Excerpts of labeled region data
-------------------------

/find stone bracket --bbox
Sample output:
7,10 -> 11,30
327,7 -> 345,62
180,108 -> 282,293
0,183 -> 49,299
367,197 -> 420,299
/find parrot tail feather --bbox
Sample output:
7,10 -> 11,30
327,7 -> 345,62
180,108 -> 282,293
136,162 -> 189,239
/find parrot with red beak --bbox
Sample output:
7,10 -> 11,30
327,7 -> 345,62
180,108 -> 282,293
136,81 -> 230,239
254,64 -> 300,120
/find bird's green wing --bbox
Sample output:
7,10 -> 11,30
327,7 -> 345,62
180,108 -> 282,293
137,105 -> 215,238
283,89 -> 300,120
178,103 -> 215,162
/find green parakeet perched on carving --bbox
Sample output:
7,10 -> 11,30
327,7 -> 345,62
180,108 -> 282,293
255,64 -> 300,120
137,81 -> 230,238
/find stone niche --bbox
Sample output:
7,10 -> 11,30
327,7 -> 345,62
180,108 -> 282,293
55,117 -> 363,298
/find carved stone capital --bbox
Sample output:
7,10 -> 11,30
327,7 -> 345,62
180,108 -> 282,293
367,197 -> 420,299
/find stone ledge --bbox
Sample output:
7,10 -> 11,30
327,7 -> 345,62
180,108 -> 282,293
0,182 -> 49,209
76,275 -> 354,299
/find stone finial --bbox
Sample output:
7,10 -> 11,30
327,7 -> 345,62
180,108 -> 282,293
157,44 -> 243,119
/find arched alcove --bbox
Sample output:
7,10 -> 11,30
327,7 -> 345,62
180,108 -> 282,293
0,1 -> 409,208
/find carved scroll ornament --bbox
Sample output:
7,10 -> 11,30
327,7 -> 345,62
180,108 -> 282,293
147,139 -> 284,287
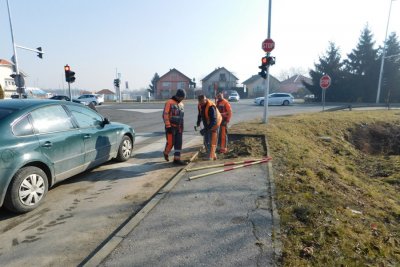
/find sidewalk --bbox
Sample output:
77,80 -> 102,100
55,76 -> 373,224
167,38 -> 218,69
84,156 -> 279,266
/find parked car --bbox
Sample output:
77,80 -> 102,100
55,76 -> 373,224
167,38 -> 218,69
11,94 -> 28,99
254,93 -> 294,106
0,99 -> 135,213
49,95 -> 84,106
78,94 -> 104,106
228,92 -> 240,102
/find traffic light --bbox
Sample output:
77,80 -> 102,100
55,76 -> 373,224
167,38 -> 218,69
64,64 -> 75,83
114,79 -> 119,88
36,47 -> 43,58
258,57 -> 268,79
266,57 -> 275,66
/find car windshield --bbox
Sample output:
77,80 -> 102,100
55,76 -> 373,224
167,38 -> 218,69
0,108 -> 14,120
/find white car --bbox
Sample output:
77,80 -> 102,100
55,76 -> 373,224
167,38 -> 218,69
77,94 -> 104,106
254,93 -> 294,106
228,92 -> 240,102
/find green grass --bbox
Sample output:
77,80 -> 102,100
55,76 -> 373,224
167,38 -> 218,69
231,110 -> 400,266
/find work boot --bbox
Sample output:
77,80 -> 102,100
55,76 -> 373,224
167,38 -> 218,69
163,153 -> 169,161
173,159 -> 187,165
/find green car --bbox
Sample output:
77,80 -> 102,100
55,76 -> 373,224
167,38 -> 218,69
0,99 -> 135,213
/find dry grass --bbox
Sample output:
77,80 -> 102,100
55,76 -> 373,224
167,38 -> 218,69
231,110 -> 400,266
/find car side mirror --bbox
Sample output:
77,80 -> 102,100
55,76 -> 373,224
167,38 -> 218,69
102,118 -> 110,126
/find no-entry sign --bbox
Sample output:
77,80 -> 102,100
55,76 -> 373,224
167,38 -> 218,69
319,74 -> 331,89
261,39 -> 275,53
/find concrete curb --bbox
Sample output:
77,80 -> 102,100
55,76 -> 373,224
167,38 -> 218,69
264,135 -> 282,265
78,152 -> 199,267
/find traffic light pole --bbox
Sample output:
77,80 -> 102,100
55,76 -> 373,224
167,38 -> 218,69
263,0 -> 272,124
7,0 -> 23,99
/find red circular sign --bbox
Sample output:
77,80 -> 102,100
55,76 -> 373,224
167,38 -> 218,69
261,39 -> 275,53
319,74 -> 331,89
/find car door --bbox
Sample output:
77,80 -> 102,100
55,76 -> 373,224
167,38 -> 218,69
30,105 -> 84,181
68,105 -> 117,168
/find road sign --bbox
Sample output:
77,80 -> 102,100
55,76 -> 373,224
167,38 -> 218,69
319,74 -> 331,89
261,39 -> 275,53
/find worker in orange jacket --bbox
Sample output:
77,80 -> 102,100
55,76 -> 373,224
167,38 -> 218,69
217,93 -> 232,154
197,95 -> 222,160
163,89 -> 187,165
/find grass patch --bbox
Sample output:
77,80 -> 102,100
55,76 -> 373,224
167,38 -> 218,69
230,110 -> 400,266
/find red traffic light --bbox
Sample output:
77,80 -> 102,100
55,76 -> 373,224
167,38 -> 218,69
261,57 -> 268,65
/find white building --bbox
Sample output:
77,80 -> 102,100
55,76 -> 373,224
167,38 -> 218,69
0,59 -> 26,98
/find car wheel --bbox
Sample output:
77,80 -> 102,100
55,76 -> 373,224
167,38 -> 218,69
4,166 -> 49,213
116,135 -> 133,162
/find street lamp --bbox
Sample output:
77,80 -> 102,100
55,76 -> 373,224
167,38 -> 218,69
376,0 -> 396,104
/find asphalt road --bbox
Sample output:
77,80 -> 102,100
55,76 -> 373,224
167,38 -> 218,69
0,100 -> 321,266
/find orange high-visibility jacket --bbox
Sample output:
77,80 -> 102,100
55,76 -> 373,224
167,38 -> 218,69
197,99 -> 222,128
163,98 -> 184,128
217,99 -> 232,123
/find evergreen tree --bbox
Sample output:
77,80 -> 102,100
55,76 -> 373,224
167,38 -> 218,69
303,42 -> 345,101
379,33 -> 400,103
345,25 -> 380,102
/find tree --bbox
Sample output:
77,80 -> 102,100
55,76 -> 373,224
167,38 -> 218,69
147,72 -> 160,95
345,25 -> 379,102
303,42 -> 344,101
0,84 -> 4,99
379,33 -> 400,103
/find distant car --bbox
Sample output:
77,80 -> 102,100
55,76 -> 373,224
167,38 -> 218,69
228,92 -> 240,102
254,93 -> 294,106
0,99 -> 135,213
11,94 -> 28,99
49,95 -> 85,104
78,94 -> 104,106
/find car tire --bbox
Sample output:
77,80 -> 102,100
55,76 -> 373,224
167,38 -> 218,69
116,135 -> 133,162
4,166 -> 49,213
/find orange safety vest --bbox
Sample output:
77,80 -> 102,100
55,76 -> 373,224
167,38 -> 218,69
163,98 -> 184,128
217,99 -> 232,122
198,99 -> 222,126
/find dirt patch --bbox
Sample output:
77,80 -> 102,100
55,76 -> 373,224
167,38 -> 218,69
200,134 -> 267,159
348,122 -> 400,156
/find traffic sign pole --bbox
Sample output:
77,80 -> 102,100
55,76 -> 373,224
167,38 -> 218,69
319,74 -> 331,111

-------------------------

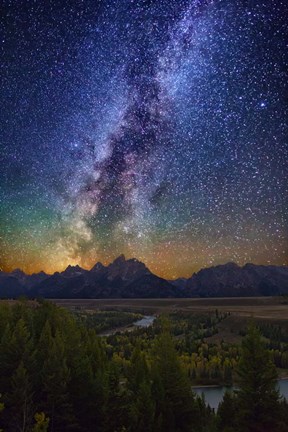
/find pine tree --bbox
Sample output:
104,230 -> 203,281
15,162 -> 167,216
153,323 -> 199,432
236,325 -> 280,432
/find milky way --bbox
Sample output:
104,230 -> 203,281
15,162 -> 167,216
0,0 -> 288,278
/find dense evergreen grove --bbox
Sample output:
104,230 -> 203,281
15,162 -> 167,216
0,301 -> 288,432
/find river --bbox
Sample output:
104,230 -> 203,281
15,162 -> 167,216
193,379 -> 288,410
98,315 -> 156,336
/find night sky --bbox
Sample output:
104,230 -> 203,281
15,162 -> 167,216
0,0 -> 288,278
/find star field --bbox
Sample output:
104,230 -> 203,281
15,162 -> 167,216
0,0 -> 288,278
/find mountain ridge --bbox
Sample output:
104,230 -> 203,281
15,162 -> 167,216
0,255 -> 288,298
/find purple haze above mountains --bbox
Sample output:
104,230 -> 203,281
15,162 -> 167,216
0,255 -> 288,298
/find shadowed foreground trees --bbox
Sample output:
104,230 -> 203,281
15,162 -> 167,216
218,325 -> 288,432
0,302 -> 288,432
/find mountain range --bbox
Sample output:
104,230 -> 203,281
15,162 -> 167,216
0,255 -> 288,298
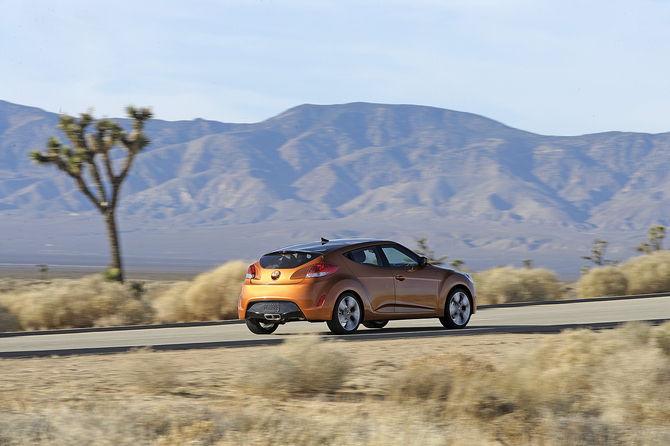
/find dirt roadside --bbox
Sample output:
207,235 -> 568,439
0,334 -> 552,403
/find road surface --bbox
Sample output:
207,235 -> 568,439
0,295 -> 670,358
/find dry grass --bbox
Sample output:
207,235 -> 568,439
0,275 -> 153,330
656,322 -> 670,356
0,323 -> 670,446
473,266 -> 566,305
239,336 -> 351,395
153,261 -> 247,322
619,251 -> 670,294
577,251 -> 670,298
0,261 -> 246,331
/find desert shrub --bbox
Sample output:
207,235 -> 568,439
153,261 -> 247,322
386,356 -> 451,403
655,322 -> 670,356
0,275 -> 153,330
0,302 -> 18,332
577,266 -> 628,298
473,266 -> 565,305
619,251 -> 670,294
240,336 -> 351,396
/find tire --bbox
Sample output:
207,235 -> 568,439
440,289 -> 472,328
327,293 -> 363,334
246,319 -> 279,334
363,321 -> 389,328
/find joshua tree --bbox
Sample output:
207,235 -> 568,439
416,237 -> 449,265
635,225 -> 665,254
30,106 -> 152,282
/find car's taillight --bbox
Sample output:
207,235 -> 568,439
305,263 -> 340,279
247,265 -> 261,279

-------------------------

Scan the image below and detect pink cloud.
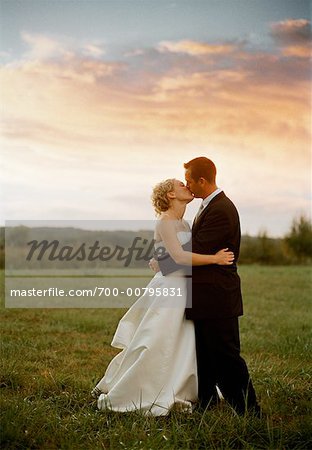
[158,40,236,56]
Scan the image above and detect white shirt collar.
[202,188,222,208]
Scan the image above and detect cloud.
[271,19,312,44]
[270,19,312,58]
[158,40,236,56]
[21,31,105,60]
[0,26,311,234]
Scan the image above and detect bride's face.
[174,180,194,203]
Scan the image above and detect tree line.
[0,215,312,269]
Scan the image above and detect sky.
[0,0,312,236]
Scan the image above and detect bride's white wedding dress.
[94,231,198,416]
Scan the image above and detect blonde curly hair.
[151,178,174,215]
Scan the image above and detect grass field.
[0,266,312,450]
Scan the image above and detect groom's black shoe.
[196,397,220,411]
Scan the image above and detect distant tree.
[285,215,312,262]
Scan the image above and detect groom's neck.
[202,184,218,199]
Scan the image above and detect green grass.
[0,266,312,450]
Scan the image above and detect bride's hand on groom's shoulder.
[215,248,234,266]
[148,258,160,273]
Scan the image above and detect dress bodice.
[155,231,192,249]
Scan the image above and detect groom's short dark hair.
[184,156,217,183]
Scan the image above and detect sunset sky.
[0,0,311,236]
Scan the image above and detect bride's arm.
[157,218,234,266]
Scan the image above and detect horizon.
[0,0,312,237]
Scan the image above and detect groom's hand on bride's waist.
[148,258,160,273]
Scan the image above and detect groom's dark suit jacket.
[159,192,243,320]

-------------------------

[AIM OF THE TASK] Copy out every line above, from the line containing "stone bracket --bbox" down to the line containing "178,103 -> 215,162", with both of those lines included.

[TASK RESPONSE]
/find stone bracket --bbox
Sample output:
7,10 -> 11,30
327,7 -> 345,62
180,108 -> 282,293
0,183 -> 49,299
367,197 -> 420,299
/find parrot tail feather --bbox
Sample output:
7,10 -> 11,30
327,7 -> 345,62
180,108 -> 282,293
136,162 -> 189,239
/find parrot with red beak --bbox
Sample output:
7,10 -> 11,30
327,7 -> 345,62
180,108 -> 282,293
136,81 -> 230,239
254,64 -> 300,120
/find bird's green wing --bbox
Sample output:
7,10 -> 11,30
327,7 -> 345,62
180,108 -> 282,293
137,105 -> 215,238
283,89 -> 300,120
178,103 -> 215,162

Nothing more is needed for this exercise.